▶ _Required work_
Leaving the images behind, copy every line of the records exactly.

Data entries
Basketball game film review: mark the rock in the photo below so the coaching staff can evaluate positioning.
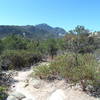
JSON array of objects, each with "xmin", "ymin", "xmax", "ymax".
[
  {"xmin": 7, "ymin": 96, "xmax": 18, "ymax": 100},
  {"xmin": 86, "ymin": 85, "xmax": 94, "ymax": 91},
  {"xmin": 30, "ymin": 78, "xmax": 41, "ymax": 89},
  {"xmin": 48, "ymin": 89, "xmax": 66, "ymax": 100},
  {"xmin": 24, "ymin": 83, "xmax": 29, "ymax": 87},
  {"xmin": 22, "ymin": 98, "xmax": 33, "ymax": 100},
  {"xmin": 11, "ymin": 92, "xmax": 25, "ymax": 99}
]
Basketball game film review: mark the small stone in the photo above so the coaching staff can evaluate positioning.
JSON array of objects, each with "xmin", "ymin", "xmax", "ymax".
[
  {"xmin": 86, "ymin": 85, "xmax": 94, "ymax": 91},
  {"xmin": 11, "ymin": 92, "xmax": 25, "ymax": 99},
  {"xmin": 24, "ymin": 83, "xmax": 29, "ymax": 87},
  {"xmin": 7, "ymin": 95, "xmax": 18, "ymax": 100}
]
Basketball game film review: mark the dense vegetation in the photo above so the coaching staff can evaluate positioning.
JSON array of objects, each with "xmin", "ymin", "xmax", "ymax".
[
  {"xmin": 0, "ymin": 25, "xmax": 99, "ymax": 71},
  {"xmin": 0, "ymin": 25, "xmax": 100, "ymax": 99},
  {"xmin": 34, "ymin": 54, "xmax": 100, "ymax": 92},
  {"xmin": 0, "ymin": 86, "xmax": 7, "ymax": 100}
]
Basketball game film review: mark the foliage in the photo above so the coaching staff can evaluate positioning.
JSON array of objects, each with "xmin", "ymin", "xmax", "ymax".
[
  {"xmin": 34, "ymin": 64, "xmax": 51, "ymax": 79},
  {"xmin": 34, "ymin": 53, "xmax": 100, "ymax": 90},
  {"xmin": 0, "ymin": 50, "xmax": 42, "ymax": 70},
  {"xmin": 44, "ymin": 39, "xmax": 58, "ymax": 59},
  {"xmin": 0, "ymin": 40, "xmax": 4, "ymax": 54},
  {"xmin": 0, "ymin": 86, "xmax": 7, "ymax": 100},
  {"xmin": 0, "ymin": 25, "xmax": 99, "ymax": 97},
  {"xmin": 68, "ymin": 25, "xmax": 90, "ymax": 36},
  {"xmin": 2, "ymin": 35, "xmax": 28, "ymax": 50},
  {"xmin": 63, "ymin": 33, "xmax": 97, "ymax": 54}
]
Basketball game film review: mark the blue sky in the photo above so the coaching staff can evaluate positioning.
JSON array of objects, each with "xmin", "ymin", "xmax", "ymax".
[{"xmin": 0, "ymin": 0, "xmax": 100, "ymax": 31}]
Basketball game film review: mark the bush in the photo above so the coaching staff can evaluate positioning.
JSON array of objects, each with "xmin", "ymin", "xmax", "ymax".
[
  {"xmin": 2, "ymin": 35, "xmax": 28, "ymax": 50},
  {"xmin": 0, "ymin": 50, "xmax": 42, "ymax": 70},
  {"xmin": 34, "ymin": 53, "xmax": 100, "ymax": 91},
  {"xmin": 34, "ymin": 65, "xmax": 52, "ymax": 79},
  {"xmin": 0, "ymin": 86, "xmax": 7, "ymax": 100}
]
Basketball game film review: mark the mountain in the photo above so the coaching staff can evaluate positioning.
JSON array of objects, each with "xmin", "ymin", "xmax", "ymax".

▶ _Worked solution_
Basketball game film review: mark the rock in the photo below so the coaching staff can evaluate positioning.
JSON array of objects, each with "xmin", "ymin", "xmax", "ymax".
[
  {"xmin": 7, "ymin": 96, "xmax": 18, "ymax": 100},
  {"xmin": 86, "ymin": 85, "xmax": 94, "ymax": 91},
  {"xmin": 30, "ymin": 78, "xmax": 41, "ymax": 89},
  {"xmin": 48, "ymin": 89, "xmax": 66, "ymax": 100},
  {"xmin": 24, "ymin": 83, "xmax": 29, "ymax": 87},
  {"xmin": 22, "ymin": 98, "xmax": 33, "ymax": 100},
  {"xmin": 11, "ymin": 92, "xmax": 25, "ymax": 99}
]
Basketball game film review: mark the small stone in the photo above so the coaching staff can evaluate positioning.
JSON array of objects, each with "xmin", "ymin", "xmax", "ymax".
[
  {"xmin": 86, "ymin": 85, "xmax": 94, "ymax": 91},
  {"xmin": 11, "ymin": 92, "xmax": 25, "ymax": 99},
  {"xmin": 24, "ymin": 83, "xmax": 29, "ymax": 87},
  {"xmin": 7, "ymin": 95, "xmax": 18, "ymax": 100}
]
Basketball game film review: mark the dense vegetation in the photo above so the coaching staff can evaluate positioning.
JSON array of objects, each with "xmin", "ymin", "xmax", "ymax".
[
  {"xmin": 0, "ymin": 25, "xmax": 99, "ymax": 71},
  {"xmin": 0, "ymin": 25, "xmax": 100, "ymax": 99},
  {"xmin": 34, "ymin": 54, "xmax": 100, "ymax": 92},
  {"xmin": 0, "ymin": 86, "xmax": 7, "ymax": 100}
]
Basketball game film review: mark the foliage in the photo above so the coaching staff can evaluate positioning.
JSON array of objects, each with "xmin", "ymin", "xmax", "ymax".
[
  {"xmin": 34, "ymin": 64, "xmax": 51, "ymax": 79},
  {"xmin": 34, "ymin": 53, "xmax": 100, "ymax": 90},
  {"xmin": 0, "ymin": 50, "xmax": 42, "ymax": 70},
  {"xmin": 44, "ymin": 39, "xmax": 58, "ymax": 59},
  {"xmin": 0, "ymin": 40, "xmax": 4, "ymax": 54},
  {"xmin": 0, "ymin": 86, "xmax": 7, "ymax": 100},
  {"xmin": 0, "ymin": 25, "xmax": 99, "ymax": 97},
  {"xmin": 68, "ymin": 25, "xmax": 90, "ymax": 36},
  {"xmin": 2, "ymin": 35, "xmax": 28, "ymax": 50},
  {"xmin": 63, "ymin": 33, "xmax": 97, "ymax": 54}
]
Basketball game film review: mark the blue sky in the photo above so the coaching staff can evaluate positioning.
JSON array of objects, each with "xmin", "ymin", "xmax", "ymax".
[{"xmin": 0, "ymin": 0, "xmax": 100, "ymax": 31}]
Basketball game film review: mark the bush in the photo above so the coaching staff can evaluate positioning.
JSON array of objects, each with "xmin", "ymin", "xmax", "ymax".
[
  {"xmin": 2, "ymin": 35, "xmax": 28, "ymax": 50},
  {"xmin": 0, "ymin": 50, "xmax": 42, "ymax": 70},
  {"xmin": 34, "ymin": 53, "xmax": 100, "ymax": 91},
  {"xmin": 34, "ymin": 65, "xmax": 52, "ymax": 79},
  {"xmin": 0, "ymin": 86, "xmax": 7, "ymax": 100}
]
Basketball game film review: mark the mountain in the photo above so the coaching staff can evaluate positioning.
JSON array of objects, each with "xmin", "ymin", "xmax", "ymax".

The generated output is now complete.